Aug 15 '21 15:08 ocharles

Is this cabal.json the plan.json from the cabal docs or is it a .cabal in JSON format?

It is the current .cabal file in a not-home-grown syntax

Aug 15 '21 16:08 Profpatsch

I proposed another approach: why not say good bye to the .cabal file format and switch to something that is widely supported.

When I think about it, don't think these are mutually exclusive tickets: an exact printer gets us a reasonable source representation. This is good for a few reasons: we can derive translational tools from the same representation - we only need change the parser and the printer. This frees up efforts to migrate between formats!

There is a few alternatives, the most important attribute would be that they are widely supported in industry.

Of the three suggestions, TOML is the most attractive. YAML is has too much variable syntax, and JSON is aesthetically (and mechanically) displeasing for me to write as a human. TOML's grammar is minimal and admits a small and easy to generate + verify parser and lexer (note: toml-parser is a little outdated) that eliminates the need for us to write it from scratch. In fact, maintaining this would be a dream, and would be a boon for tooling, since we can derive an ABNF for our specific flavor quite easily.

* [Data in this exercise]:
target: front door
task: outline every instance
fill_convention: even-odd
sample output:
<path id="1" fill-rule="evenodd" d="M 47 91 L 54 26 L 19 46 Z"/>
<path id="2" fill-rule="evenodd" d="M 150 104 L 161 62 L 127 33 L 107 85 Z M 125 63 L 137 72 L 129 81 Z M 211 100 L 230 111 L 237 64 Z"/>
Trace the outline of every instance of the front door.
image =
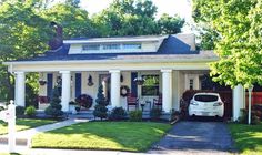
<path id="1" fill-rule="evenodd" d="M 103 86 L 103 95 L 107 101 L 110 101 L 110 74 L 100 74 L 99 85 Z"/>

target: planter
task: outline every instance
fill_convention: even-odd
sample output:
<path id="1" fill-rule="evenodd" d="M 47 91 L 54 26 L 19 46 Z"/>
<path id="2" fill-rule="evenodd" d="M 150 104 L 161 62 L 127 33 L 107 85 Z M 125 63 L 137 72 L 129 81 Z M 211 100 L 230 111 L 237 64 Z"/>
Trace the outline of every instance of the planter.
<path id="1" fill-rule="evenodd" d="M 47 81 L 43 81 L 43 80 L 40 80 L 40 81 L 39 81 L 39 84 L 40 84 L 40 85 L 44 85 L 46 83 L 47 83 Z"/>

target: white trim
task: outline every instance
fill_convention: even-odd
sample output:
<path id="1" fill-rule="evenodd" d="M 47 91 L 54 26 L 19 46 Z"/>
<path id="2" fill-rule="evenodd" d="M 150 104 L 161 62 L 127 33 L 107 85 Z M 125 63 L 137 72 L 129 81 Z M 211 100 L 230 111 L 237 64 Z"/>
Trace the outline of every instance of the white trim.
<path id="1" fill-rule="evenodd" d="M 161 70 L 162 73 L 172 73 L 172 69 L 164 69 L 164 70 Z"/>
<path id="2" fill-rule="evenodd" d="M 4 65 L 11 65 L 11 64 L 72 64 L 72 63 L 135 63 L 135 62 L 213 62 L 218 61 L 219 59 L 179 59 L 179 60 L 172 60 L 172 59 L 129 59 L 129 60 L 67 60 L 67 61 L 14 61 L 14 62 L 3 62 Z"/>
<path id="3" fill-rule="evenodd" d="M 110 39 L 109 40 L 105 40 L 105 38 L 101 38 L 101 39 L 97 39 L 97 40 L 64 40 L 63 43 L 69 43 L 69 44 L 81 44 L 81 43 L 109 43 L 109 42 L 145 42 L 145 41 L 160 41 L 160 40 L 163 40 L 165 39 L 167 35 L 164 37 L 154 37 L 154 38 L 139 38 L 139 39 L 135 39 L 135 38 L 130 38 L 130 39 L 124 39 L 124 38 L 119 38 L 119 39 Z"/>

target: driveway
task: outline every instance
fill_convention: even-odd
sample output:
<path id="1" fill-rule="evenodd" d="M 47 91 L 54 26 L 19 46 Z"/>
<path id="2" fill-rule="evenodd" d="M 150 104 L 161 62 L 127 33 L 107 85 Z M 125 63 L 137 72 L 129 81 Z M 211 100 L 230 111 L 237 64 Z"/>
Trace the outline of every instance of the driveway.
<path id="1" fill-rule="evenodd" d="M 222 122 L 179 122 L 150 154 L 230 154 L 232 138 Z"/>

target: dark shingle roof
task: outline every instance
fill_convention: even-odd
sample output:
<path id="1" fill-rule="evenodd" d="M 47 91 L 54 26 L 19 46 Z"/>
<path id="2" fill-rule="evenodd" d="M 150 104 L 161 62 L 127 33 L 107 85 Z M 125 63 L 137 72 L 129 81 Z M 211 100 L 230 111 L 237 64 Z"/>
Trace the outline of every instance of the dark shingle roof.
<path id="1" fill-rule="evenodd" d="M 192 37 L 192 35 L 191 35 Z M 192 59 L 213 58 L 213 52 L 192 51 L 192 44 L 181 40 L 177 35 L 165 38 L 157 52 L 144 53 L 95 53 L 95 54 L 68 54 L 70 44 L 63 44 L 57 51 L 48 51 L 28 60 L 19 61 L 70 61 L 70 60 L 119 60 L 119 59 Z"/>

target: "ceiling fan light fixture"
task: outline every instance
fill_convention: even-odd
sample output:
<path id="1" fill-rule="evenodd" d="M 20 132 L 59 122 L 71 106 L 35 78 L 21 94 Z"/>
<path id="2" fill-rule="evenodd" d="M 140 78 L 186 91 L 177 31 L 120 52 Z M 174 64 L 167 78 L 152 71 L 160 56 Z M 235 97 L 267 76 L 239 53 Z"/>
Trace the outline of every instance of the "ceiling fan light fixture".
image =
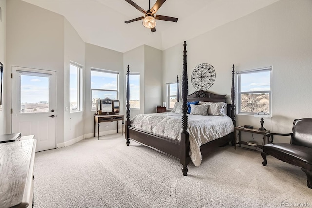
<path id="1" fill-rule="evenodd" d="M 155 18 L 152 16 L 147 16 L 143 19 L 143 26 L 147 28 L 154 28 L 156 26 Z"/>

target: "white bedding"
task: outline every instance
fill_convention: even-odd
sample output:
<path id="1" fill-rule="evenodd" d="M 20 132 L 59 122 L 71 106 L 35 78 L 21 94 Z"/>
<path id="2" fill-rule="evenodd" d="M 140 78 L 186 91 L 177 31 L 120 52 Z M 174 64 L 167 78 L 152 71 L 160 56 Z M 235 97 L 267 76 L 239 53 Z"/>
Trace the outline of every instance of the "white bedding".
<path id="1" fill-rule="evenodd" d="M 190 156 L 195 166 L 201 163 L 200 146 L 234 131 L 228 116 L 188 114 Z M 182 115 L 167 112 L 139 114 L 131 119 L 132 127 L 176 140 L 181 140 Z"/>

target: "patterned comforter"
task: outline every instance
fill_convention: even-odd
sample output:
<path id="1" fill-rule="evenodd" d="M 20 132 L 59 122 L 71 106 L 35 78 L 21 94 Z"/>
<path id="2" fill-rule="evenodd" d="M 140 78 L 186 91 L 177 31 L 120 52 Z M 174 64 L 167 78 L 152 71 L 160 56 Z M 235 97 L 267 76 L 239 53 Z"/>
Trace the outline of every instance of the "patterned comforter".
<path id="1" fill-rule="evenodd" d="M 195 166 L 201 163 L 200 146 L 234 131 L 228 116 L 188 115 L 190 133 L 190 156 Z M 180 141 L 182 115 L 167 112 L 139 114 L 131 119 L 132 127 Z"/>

* [Set task 1]: Write out again, character for character, the lines of the records from the line with "target: white trim" to the line with "161 70 L 162", both included.
* [Set task 2]: Carry on the forum discussion about replacing the .cabal file format, starting after its final sentence.

* [Task answer 1]:
target: white trim
task: outline every instance
fill_convention: even-odd
sample output:
<path id="1" fill-rule="evenodd" d="M 47 91 L 54 26 L 19 46 Z"/>
<path id="2" fill-rule="evenodd" d="M 150 104 L 161 62 L 127 33 L 107 85 Z M 125 63 L 137 72 L 129 81 Z M 211 100 L 230 111 L 237 64 Z"/>
Trace the outline of every instance of the white trim.
<path id="1" fill-rule="evenodd" d="M 161 70 L 162 73 L 172 73 L 172 69 L 164 69 L 164 70 Z"/>

* [Task answer 2]:
Then after a multi-year grace period, the new format would become the standard and projects could drop their autogenerated .cabal files.

👍

Aug 15 '21 17:08 emilypi

As an experiment, I took a library I wrote a few years ago and manually converted its Cabal file to TOML. I like it! The conversion can be totally systematic.

TOML was noticeably nicer to edit—Emacs has a simple built-in TOML mode and I didn't have to worry about indentation/formatting. (I've done Haskell for over a decade now and I'm still not consistent in how I format Cabal files!) Structured commands for navigating and editing the TOML file would be nice; I don't know if something like this already exists, but if it doesn't, adding it to Emacs would be easy. I wouldn't even think of trying something like that for Cabal's custom syntax.

I've used YAML a lot more than TOML in the past. Compared to YAML, I found needing to quote all my strings a bit annoying; on the other hand, TOML was much nicer to pick up and doesn't have weird corner cases to worry about. At work I recently ran into some weird YAML files that used anchors in a way that didn't work in Python—not something that would happen with TOML.

In my dream world we would use an S-expression based syntax (like sexplib) but I know that is not to be :(.

I immediately found that multiline strings were useful. Multiline strings and comments seems like the bare minimum for a human-oriented format; YAML and TOML support that, JSON doesn't.

It's a bit long, but here's the whole file:

cabal-version = "2.2"

[package]
name = "modular-arithmetic"
version = "2.0.0.1"
synopsis = "A type for integers modulo some constant."
description = """
A convenient type for working with integers module some constant. It saves you from manually wrapping numeric operations all over the place and prevents a range of simple mistakes. @Integer `Mod` 7@ is the type of integers (mod 7) backed by @Integer@.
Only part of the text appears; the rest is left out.